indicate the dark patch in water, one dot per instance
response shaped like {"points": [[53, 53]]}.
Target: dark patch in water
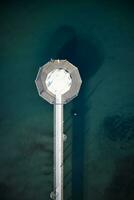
{"points": [[5, 192], [122, 185], [119, 128]]}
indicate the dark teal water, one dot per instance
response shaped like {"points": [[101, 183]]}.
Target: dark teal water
{"points": [[97, 37]]}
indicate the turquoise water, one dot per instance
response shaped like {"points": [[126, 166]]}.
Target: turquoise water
{"points": [[98, 38]]}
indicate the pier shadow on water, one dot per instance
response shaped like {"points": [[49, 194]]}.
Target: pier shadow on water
{"points": [[86, 54]]}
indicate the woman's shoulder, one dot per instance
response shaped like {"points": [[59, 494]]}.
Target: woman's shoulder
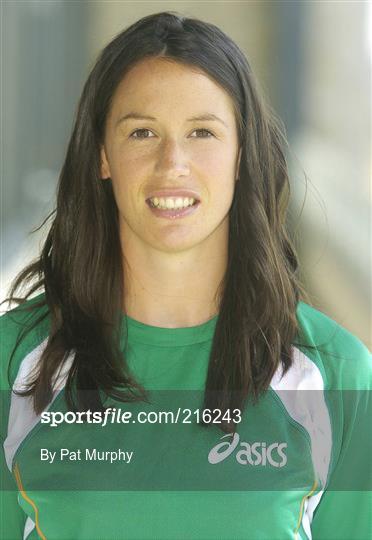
{"points": [[343, 359], [22, 329]]}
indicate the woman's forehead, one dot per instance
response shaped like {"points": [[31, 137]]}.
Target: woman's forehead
{"points": [[162, 84]]}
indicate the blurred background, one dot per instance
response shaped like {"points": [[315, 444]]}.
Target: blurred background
{"points": [[314, 65]]}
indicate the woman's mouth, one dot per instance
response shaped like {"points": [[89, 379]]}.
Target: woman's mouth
{"points": [[172, 207]]}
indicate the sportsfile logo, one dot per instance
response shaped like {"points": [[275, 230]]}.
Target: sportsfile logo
{"points": [[257, 453]]}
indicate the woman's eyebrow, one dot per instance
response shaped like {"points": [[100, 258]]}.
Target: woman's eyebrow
{"points": [[201, 117]]}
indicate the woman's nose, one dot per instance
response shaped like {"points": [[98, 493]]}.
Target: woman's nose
{"points": [[173, 159]]}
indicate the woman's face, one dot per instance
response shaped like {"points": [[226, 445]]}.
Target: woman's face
{"points": [[171, 150]]}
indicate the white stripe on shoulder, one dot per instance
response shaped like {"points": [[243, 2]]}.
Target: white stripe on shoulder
{"points": [[29, 527], [301, 391], [22, 417]]}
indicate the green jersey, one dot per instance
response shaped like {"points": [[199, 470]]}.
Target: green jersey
{"points": [[297, 465]]}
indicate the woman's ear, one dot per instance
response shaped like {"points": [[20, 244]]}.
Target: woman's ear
{"points": [[105, 168], [238, 164]]}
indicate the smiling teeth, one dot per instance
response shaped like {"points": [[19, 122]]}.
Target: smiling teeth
{"points": [[169, 203]]}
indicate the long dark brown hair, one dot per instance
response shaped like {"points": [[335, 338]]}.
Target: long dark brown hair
{"points": [[80, 266]]}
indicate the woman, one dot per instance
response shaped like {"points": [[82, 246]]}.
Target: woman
{"points": [[169, 283]]}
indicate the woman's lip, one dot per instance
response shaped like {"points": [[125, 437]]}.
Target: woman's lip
{"points": [[173, 193], [173, 213]]}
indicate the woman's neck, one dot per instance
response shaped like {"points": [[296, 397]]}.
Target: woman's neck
{"points": [[173, 289]]}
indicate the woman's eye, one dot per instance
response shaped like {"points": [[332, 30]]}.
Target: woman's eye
{"points": [[137, 133], [206, 134]]}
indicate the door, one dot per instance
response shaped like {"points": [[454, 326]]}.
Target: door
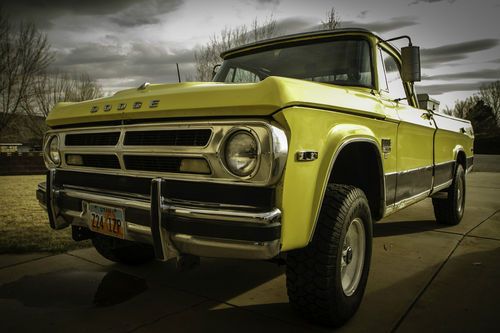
{"points": [[414, 138]]}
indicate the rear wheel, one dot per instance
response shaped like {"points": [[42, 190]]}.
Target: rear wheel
{"points": [[451, 210], [123, 251], [326, 280]]}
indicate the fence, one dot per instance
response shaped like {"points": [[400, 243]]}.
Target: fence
{"points": [[30, 163]]}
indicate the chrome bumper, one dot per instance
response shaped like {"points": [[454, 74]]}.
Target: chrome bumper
{"points": [[166, 219]]}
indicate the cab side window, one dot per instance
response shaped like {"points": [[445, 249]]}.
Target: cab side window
{"points": [[239, 75], [394, 83]]}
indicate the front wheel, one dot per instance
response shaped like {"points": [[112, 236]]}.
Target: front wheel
{"points": [[326, 280], [451, 210]]}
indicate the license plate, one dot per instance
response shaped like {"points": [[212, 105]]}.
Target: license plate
{"points": [[107, 220]]}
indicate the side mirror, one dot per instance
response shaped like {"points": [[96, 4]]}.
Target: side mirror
{"points": [[215, 70], [411, 63]]}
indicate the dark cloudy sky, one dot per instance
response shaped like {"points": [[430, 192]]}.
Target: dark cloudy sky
{"points": [[123, 43]]}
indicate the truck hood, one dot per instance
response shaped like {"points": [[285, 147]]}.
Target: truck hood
{"points": [[212, 99]]}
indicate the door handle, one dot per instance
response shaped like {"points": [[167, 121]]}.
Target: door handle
{"points": [[426, 116]]}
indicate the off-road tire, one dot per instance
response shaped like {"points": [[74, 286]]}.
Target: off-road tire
{"points": [[123, 251], [313, 274], [451, 210]]}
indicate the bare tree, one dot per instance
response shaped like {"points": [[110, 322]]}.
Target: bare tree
{"points": [[332, 20], [462, 107], [207, 56], [47, 90], [24, 54], [490, 94]]}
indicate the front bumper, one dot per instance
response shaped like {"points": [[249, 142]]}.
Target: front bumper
{"points": [[171, 228]]}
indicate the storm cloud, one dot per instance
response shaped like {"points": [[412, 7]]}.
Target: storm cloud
{"points": [[124, 13], [432, 57], [479, 74], [383, 26], [438, 89], [430, 1]]}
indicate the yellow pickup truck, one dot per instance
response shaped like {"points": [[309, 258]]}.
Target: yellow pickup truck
{"points": [[294, 150]]}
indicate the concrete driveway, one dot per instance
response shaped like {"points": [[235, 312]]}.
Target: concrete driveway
{"points": [[424, 277]]}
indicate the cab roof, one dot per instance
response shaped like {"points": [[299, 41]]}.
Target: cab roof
{"points": [[292, 37]]}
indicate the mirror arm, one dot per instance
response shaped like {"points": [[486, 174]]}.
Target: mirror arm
{"points": [[400, 37]]}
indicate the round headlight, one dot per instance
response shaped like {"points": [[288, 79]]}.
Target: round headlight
{"points": [[241, 153], [53, 150]]}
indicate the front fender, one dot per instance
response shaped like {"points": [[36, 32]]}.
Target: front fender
{"points": [[304, 183]]}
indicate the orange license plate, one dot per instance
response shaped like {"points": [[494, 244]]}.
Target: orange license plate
{"points": [[107, 220]]}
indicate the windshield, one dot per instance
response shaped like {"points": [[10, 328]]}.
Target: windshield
{"points": [[343, 62]]}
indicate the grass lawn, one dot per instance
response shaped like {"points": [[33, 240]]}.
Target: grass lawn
{"points": [[24, 225]]}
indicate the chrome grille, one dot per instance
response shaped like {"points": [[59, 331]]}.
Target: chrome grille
{"points": [[154, 163], [191, 137], [98, 161], [92, 139]]}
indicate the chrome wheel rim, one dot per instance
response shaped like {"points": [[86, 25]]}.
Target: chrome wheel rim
{"points": [[460, 194], [353, 256]]}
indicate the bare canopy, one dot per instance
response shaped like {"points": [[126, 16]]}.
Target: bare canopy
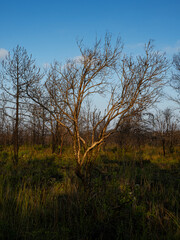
{"points": [[129, 85]]}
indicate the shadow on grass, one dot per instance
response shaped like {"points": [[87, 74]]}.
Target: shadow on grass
{"points": [[123, 200]]}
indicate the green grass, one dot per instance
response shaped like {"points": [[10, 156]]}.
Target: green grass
{"points": [[130, 194]]}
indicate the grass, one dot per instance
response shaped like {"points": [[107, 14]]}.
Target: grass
{"points": [[130, 194]]}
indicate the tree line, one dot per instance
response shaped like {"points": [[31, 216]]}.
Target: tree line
{"points": [[58, 106]]}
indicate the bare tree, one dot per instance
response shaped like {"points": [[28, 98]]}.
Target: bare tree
{"points": [[165, 126], [17, 69], [175, 80], [128, 86]]}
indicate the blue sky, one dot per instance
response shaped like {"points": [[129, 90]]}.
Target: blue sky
{"points": [[49, 29]]}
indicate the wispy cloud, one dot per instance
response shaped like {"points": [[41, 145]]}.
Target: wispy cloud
{"points": [[172, 49], [46, 66], [3, 53]]}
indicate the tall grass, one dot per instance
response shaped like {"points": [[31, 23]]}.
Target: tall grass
{"points": [[129, 195]]}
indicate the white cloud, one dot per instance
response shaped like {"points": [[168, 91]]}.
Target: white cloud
{"points": [[3, 53], [46, 66], [172, 49]]}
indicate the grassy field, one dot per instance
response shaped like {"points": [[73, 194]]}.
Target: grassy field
{"points": [[132, 194]]}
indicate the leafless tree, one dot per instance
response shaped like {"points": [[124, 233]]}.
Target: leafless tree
{"points": [[175, 80], [17, 69], [165, 125], [128, 86]]}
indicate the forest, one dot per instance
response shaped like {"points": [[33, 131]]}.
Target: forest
{"points": [[85, 150]]}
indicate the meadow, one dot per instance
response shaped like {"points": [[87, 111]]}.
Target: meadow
{"points": [[129, 194]]}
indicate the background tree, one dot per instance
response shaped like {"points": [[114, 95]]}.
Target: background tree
{"points": [[128, 85], [17, 69], [175, 80]]}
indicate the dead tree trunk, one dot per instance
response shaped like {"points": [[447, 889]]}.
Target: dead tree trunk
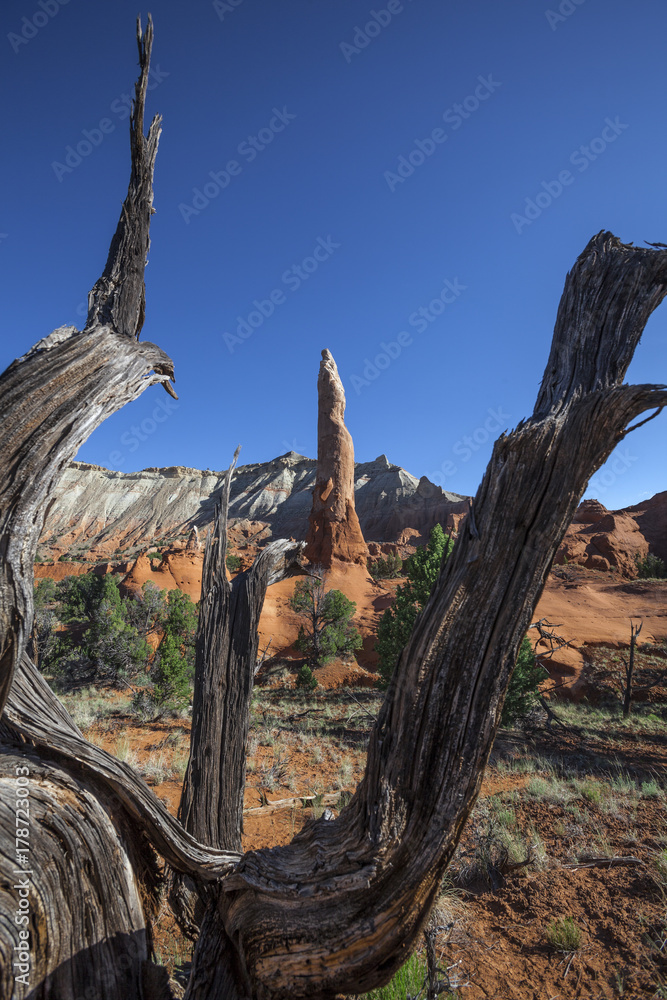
{"points": [[340, 908], [53, 397], [83, 870], [211, 806], [629, 666]]}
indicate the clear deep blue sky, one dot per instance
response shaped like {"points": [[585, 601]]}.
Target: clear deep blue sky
{"points": [[550, 84]]}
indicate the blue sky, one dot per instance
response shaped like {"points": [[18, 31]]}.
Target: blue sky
{"points": [[338, 174]]}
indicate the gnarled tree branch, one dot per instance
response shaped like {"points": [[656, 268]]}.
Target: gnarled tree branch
{"points": [[340, 908], [53, 397]]}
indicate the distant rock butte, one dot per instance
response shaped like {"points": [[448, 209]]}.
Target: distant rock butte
{"points": [[333, 526], [600, 539]]}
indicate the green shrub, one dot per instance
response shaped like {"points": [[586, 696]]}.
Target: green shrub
{"points": [[523, 691], [327, 630], [385, 569], [171, 675], [396, 624], [563, 934], [306, 678], [406, 983]]}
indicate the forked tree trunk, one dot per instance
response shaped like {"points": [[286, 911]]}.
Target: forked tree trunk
{"points": [[341, 907], [211, 806], [53, 398], [88, 828]]}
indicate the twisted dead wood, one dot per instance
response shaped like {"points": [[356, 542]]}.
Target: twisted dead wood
{"points": [[340, 908], [90, 869], [53, 397]]}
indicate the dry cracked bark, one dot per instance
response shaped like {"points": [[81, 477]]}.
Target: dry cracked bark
{"points": [[340, 908], [53, 397]]}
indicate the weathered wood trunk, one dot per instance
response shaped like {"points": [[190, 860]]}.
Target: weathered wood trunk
{"points": [[340, 908], [211, 806], [88, 878], [53, 397]]}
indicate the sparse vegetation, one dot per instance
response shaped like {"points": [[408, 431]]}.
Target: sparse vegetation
{"points": [[523, 690], [385, 569], [327, 630], [422, 570], [306, 678]]}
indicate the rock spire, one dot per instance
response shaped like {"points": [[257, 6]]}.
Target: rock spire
{"points": [[334, 532]]}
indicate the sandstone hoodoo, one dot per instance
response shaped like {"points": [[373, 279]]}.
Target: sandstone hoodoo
{"points": [[334, 532]]}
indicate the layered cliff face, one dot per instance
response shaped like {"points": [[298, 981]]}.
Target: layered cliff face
{"points": [[333, 525], [100, 511]]}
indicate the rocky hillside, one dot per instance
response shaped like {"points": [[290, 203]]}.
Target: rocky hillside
{"points": [[99, 512]]}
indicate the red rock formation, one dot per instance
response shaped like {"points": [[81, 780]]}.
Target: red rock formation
{"points": [[334, 532], [599, 539]]}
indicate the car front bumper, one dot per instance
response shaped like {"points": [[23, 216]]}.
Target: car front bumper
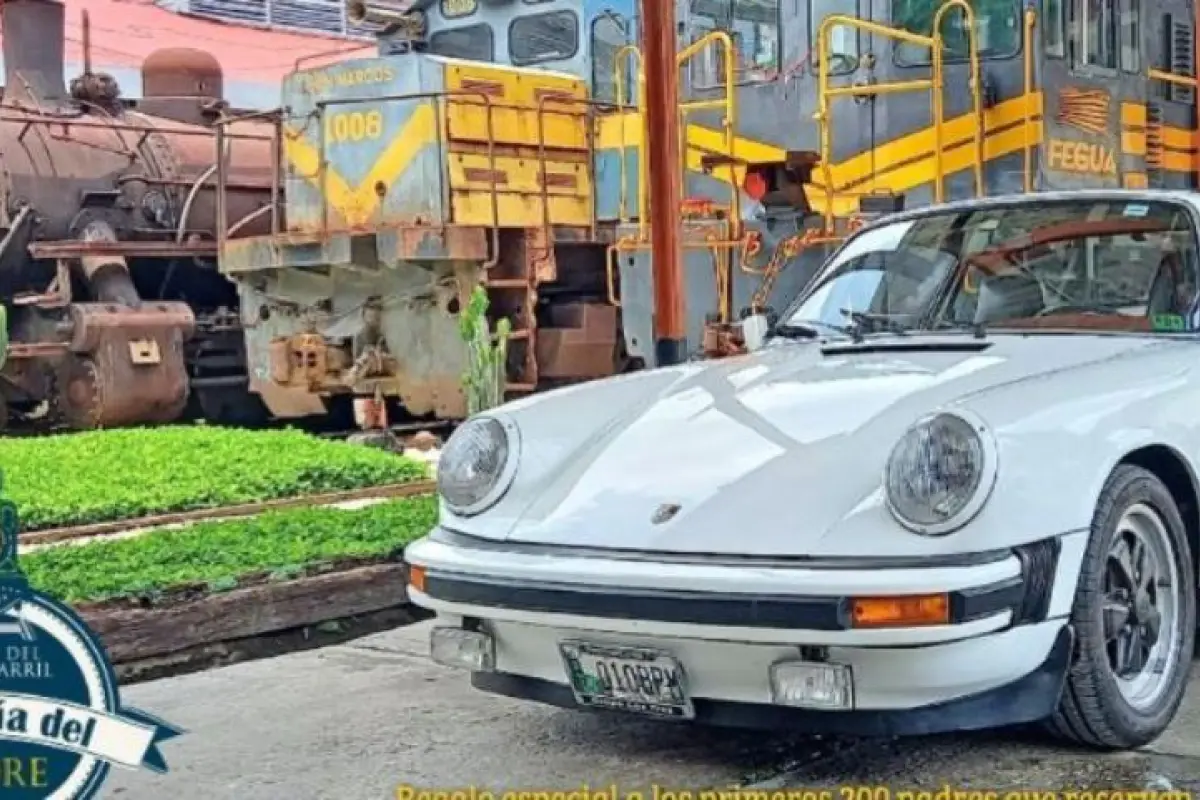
{"points": [[1001, 660]]}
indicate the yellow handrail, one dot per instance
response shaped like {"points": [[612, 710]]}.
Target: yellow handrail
{"points": [[729, 103], [1030, 23], [729, 124], [642, 184], [940, 98], [934, 84]]}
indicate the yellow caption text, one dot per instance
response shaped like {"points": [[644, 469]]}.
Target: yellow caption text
{"points": [[612, 792]]}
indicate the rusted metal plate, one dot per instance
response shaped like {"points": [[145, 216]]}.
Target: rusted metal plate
{"points": [[582, 342], [258, 253], [453, 242], [78, 248]]}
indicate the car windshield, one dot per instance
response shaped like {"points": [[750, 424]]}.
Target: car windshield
{"points": [[1089, 265]]}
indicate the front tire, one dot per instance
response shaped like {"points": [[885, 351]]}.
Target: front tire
{"points": [[1134, 618]]}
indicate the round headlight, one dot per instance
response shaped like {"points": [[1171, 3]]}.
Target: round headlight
{"points": [[478, 464], [941, 473]]}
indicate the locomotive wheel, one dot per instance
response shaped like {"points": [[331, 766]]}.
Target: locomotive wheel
{"points": [[78, 394]]}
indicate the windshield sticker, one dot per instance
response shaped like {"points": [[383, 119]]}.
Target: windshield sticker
{"points": [[1167, 324]]}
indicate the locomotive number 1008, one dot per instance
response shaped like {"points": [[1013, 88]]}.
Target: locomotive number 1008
{"points": [[353, 126]]}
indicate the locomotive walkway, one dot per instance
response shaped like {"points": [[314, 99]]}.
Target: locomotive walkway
{"points": [[351, 722]]}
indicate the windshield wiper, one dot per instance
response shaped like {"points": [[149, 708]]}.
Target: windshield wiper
{"points": [[805, 329], [874, 323]]}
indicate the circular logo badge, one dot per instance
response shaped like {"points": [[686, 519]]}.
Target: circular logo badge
{"points": [[61, 721]]}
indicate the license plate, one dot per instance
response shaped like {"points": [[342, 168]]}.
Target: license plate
{"points": [[627, 679]]}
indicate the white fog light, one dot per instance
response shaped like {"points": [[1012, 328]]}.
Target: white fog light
{"points": [[454, 647], [808, 685]]}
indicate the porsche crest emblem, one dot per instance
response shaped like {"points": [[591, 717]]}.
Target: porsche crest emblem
{"points": [[664, 512]]}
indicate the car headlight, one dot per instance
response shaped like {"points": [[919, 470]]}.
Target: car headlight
{"points": [[941, 473], [478, 464]]}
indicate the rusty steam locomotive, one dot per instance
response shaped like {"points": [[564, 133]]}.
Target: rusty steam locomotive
{"points": [[108, 215]]}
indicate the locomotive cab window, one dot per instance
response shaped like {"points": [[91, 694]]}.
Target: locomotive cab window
{"points": [[457, 8], [1054, 28], [1093, 34], [997, 30], [609, 35], [469, 42], [754, 26], [551, 36], [841, 41]]}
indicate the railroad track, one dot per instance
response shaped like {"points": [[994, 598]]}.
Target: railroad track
{"points": [[389, 492]]}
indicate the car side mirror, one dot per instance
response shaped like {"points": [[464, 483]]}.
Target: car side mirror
{"points": [[755, 329]]}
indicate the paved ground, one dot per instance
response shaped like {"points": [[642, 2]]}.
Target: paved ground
{"points": [[352, 722]]}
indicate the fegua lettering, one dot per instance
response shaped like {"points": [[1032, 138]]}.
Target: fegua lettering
{"points": [[1083, 157]]}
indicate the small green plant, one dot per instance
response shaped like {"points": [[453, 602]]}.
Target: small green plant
{"points": [[485, 377]]}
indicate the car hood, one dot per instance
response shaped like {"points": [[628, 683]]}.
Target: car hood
{"points": [[765, 453]]}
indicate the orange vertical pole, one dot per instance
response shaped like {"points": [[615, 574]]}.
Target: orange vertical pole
{"points": [[663, 150]]}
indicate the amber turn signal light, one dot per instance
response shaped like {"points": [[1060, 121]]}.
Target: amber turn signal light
{"points": [[900, 612], [417, 577]]}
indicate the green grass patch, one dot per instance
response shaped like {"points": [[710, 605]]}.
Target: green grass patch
{"points": [[107, 475], [285, 543]]}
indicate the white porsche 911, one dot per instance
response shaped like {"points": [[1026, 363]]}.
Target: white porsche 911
{"points": [[954, 488]]}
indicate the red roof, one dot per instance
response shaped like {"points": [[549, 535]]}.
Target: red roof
{"points": [[124, 32]]}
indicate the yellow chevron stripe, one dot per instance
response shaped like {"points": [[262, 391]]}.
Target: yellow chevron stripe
{"points": [[358, 204]]}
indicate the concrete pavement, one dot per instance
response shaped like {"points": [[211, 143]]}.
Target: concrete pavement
{"points": [[351, 722]]}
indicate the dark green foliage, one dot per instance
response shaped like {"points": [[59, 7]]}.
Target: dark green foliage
{"points": [[107, 475], [216, 554]]}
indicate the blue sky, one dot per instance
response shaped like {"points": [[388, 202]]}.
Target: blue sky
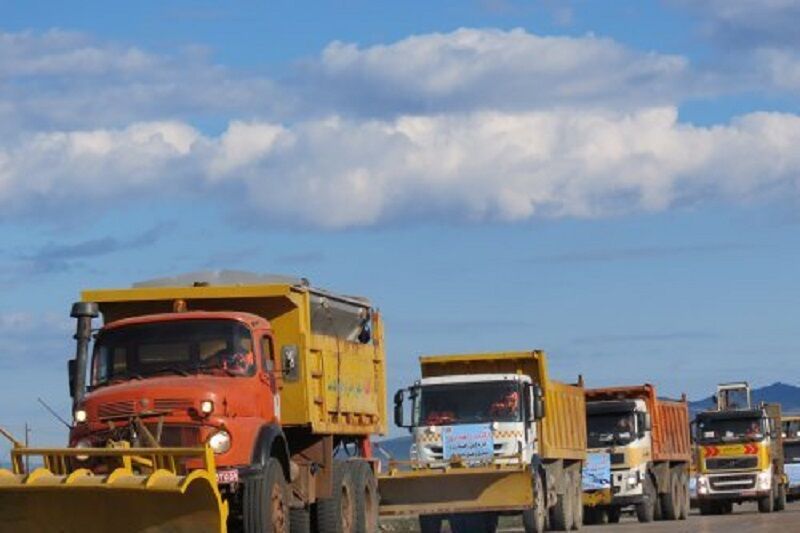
{"points": [[614, 182]]}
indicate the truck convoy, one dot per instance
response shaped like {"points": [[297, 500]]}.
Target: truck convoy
{"points": [[644, 441], [740, 453], [791, 455], [492, 435], [213, 400]]}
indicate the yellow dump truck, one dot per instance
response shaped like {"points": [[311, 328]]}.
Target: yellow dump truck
{"points": [[213, 400], [492, 435], [740, 453]]}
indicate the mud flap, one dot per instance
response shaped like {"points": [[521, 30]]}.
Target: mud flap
{"points": [[455, 490]]}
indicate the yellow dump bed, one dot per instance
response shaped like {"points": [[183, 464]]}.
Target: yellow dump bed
{"points": [[339, 386], [562, 431]]}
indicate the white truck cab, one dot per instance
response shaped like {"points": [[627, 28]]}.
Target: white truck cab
{"points": [[621, 428], [473, 419]]}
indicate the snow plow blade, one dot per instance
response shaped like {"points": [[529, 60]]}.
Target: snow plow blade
{"points": [[455, 490], [146, 490]]}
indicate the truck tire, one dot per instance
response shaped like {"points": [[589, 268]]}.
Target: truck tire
{"points": [[577, 502], [670, 501], [366, 490], [561, 512], [430, 524], [299, 521], [766, 504], [337, 514], [780, 499], [646, 509], [533, 520], [266, 500]]}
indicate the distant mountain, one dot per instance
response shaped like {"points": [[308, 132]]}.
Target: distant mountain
{"points": [[786, 395]]}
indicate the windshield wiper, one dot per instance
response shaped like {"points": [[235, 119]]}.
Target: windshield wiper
{"points": [[214, 367], [173, 369]]}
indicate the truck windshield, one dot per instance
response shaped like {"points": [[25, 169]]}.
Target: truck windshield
{"points": [[715, 430], [217, 347], [469, 403], [610, 429]]}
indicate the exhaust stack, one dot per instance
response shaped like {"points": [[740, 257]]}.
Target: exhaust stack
{"points": [[83, 312]]}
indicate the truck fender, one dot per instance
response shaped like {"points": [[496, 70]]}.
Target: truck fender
{"points": [[271, 442]]}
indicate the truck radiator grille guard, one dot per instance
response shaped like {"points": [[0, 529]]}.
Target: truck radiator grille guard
{"points": [[731, 463], [617, 458], [736, 482], [125, 408]]}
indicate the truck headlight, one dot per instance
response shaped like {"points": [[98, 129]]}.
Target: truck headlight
{"points": [[83, 443], [220, 441], [702, 485]]}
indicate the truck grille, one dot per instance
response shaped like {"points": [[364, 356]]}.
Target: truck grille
{"points": [[731, 463], [128, 407], [116, 409], [172, 404], [732, 483], [177, 436]]}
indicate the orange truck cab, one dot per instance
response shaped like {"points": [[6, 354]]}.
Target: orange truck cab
{"points": [[284, 382]]}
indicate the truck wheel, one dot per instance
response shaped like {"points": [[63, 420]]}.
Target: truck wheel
{"points": [[337, 514], [299, 521], [780, 500], [430, 524], [266, 500], [533, 520], [366, 490], [645, 510], [766, 504], [561, 512], [577, 502], [670, 501]]}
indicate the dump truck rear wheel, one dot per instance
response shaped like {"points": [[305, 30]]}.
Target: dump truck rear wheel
{"points": [[645, 510], [266, 501], [366, 490], [670, 501], [780, 500], [577, 502], [533, 520], [299, 521], [337, 514], [561, 513], [430, 524], [767, 503]]}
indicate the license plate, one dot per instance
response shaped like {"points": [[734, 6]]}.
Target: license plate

================

* _EXERCISE INSTRUCTIONS_: Copy each line exactly, from the line containing "indicate the truck wheel, one" down to the last line of the material, and no other lines.

* _TASK RESPONSE_:
indicate the truck wheel, one dot per instance
response shaped like {"points": [[63, 420]]}.
Target: truck wheel
{"points": [[337, 514], [299, 521], [780, 500], [430, 524], [266, 500], [533, 520], [366, 490], [645, 510], [766, 504], [561, 512], [577, 502], [670, 501]]}
indicate the dump truck rear wheel, one dot per instance
response shaped like {"points": [[305, 30]]}.
Target: dump truck rear wheel
{"points": [[645, 510], [266, 501], [366, 490], [670, 501], [780, 500], [577, 502], [533, 520], [299, 521], [337, 514], [561, 513], [430, 524], [767, 503]]}
indicate the license plate, one dot per instance
response shaped like {"points": [[734, 6]]}.
Target: license plate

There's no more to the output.